EXTRACTED ENTRIES:

▬▬▬▬▬▬▬▬▬▬

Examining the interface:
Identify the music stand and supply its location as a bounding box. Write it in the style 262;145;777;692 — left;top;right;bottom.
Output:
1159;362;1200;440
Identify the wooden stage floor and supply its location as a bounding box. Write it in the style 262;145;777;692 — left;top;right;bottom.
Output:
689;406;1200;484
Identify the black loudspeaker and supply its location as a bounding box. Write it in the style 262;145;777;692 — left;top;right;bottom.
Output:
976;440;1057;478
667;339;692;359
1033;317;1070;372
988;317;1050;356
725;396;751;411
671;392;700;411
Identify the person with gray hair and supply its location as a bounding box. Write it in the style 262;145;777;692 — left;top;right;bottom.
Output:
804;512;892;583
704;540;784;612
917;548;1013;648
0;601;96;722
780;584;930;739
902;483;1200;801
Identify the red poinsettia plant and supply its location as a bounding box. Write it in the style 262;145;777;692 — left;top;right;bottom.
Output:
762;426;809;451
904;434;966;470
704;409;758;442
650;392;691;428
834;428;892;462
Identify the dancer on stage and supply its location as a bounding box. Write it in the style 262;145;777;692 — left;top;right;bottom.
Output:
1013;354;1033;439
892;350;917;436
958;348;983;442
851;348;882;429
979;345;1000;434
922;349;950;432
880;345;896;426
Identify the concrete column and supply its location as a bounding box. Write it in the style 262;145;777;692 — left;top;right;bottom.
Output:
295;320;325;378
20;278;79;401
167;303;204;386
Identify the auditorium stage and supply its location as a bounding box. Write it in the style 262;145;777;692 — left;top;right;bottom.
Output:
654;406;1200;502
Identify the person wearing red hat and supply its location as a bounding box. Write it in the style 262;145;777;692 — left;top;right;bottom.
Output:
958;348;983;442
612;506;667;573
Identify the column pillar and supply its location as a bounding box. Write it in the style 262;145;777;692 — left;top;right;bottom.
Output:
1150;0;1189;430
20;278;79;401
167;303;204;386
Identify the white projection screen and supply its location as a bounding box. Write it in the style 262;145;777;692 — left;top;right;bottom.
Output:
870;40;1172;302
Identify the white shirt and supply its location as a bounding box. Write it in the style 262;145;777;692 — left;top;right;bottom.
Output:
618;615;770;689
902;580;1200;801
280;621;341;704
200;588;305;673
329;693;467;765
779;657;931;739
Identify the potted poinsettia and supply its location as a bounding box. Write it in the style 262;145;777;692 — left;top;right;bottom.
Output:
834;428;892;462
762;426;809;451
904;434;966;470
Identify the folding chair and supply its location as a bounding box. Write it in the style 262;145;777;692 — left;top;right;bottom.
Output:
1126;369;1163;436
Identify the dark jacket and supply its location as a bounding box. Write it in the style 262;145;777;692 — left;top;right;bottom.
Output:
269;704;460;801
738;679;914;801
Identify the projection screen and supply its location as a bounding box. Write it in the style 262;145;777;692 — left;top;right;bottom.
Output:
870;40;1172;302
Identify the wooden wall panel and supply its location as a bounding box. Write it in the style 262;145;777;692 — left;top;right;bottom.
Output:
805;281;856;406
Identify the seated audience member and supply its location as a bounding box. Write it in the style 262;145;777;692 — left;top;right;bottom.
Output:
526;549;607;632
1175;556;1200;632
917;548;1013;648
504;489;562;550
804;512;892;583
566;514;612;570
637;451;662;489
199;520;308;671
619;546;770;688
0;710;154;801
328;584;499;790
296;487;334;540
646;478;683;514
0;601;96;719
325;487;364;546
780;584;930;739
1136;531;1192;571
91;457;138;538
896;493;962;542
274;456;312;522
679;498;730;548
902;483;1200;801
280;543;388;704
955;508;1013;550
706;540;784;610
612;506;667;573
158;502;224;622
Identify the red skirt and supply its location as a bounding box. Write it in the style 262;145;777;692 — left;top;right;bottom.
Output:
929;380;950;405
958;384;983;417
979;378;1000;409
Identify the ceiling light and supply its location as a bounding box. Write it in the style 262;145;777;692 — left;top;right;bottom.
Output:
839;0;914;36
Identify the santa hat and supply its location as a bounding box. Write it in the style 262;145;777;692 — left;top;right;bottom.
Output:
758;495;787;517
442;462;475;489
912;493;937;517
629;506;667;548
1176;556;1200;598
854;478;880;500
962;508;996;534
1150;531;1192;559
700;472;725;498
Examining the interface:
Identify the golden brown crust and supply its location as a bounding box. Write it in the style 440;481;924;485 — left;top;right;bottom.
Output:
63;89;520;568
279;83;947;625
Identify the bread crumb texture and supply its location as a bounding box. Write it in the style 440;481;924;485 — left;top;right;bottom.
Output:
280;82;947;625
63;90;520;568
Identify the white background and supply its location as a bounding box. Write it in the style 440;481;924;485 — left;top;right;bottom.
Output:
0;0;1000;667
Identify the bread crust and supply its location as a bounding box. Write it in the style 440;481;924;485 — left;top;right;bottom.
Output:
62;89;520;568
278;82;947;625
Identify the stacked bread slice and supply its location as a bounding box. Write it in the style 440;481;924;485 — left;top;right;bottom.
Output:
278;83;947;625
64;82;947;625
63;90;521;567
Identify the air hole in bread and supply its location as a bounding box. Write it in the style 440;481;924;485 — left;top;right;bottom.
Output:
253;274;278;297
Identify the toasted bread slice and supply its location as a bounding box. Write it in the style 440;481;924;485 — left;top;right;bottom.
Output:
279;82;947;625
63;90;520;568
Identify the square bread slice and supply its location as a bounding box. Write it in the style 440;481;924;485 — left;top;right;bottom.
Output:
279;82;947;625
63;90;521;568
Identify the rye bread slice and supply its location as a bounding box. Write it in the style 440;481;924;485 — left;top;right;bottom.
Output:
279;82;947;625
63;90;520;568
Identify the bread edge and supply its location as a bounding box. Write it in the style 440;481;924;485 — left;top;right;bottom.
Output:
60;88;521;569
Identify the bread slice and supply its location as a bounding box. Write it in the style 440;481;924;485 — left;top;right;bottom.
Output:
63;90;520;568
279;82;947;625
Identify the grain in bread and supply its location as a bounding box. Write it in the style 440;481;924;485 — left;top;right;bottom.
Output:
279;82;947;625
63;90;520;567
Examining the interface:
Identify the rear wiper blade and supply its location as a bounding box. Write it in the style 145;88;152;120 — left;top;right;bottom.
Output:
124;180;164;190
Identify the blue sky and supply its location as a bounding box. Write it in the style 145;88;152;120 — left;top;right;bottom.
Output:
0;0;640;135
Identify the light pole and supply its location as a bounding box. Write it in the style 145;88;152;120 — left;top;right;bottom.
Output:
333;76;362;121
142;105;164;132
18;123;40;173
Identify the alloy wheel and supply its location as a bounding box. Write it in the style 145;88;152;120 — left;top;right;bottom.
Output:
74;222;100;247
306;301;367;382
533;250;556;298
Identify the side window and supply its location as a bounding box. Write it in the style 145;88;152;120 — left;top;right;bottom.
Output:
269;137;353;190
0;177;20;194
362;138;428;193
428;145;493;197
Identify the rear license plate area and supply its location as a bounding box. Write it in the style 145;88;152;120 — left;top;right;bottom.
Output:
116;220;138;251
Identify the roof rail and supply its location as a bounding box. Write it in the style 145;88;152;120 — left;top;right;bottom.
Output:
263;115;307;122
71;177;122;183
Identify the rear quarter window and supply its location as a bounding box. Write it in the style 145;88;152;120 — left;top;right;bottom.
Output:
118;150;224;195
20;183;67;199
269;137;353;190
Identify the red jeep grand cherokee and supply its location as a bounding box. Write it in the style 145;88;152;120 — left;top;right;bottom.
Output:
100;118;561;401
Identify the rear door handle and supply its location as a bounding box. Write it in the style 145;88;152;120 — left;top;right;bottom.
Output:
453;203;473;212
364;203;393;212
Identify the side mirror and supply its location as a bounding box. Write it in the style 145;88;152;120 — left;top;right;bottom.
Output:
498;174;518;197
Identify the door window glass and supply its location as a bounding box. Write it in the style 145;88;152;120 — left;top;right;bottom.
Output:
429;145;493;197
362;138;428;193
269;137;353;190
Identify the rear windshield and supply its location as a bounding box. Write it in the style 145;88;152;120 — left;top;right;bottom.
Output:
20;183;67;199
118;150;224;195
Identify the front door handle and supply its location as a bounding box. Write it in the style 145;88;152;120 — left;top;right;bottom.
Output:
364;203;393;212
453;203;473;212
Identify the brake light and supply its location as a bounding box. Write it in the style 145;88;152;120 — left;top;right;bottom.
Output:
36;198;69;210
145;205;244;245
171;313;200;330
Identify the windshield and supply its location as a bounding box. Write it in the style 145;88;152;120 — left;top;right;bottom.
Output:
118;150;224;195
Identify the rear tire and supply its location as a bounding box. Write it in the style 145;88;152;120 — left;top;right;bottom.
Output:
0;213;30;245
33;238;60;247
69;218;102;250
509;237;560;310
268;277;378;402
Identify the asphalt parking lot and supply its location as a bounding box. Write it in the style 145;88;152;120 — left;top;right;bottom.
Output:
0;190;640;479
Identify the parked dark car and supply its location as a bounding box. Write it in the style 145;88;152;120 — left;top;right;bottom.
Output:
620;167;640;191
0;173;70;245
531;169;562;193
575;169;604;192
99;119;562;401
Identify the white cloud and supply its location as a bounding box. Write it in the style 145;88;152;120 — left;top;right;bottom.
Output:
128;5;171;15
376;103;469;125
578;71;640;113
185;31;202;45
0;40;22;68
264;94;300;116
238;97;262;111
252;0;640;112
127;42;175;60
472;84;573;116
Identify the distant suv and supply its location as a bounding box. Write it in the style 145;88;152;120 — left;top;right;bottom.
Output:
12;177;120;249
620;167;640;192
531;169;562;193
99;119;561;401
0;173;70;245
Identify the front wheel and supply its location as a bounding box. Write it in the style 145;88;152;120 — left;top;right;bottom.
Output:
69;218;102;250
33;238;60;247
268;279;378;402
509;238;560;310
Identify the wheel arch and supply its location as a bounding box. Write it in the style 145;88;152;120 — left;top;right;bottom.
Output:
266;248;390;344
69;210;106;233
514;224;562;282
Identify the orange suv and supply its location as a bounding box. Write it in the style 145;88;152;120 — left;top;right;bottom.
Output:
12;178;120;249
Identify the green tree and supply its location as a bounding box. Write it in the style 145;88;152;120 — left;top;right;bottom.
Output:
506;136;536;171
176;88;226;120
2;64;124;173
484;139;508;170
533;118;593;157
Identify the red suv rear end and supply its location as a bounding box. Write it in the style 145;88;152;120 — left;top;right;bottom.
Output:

▬▬▬▬▬▬▬▬▬▬

EXERCISE:
Rewrite everything from the line containing "Identify the rear door" down to the line containing "99;119;562;401", both ends included, keeping the requests and their format samples unchanged. Multiply every bounding-box coordinate in the answers by 2.35 and round each to a whole number, with halves rounding up.

SOLVED PROBLEM:
Identify the rear door handle and supply its location as a bounding box. Write it in the style 145;88;152;120 — left;top;right;bottom.
Output:
1065;477;1112;498
855;477;924;498
Identify the side mirror and supply its location as a bounding box. Write it in the style 145;88;152;120 — left;top;right;bottom.
Output:
1170;409;1217;463
Identify the door window glass and supply its location as a bounding box. Write it in the style 145;88;152;120 — left;top;right;bottom.
Output:
1008;341;1159;463
851;324;1006;454
632;322;830;447
Identify the rear windshield and supply its location as a bounding box. Write it in the style 145;88;152;120 — left;top;right;bottom.
Output:
47;430;157;468
277;353;526;458
Identify the front door handle and supply its location as a bounding box. Write it in the style 145;88;152;120 — left;top;right;bottom.
Output:
855;477;924;498
1065;477;1112;498
Identify the brake light and supply its location as a bounding box. Write it in the style 145;88;152;120 — left;top;right;bottom.
Output:
85;465;162;494
341;482;573;576
402;736;470;776
Identify the windshield and supply its location as a bounding box. Write it in the style 145;88;152;120 — left;top;right;bottom.
Output:
277;353;526;458
Identify the rear tire and supply its location as a bounding box. Write it in the style 145;88;152;120 — left;top;right;bottom.
Output:
0;501;71;576
78;559;141;580
162;512;240;588
1196;557;1316;729
630;651;888;945
Identify the asphalt parking lot and supply its location as a bounding box. Write it in the style 145;88;152;120 — left;top;right;bottom.
Output:
0;447;1504;1126
Identify the parked dark car and supply its location as a bounding box. Write it in the style 145;88;152;120 — left;top;right;bottom.
Output:
1457;392;1504;449
0;407;165;576
1248;397;1321;454
1351;397;1419;451
233;280;1321;942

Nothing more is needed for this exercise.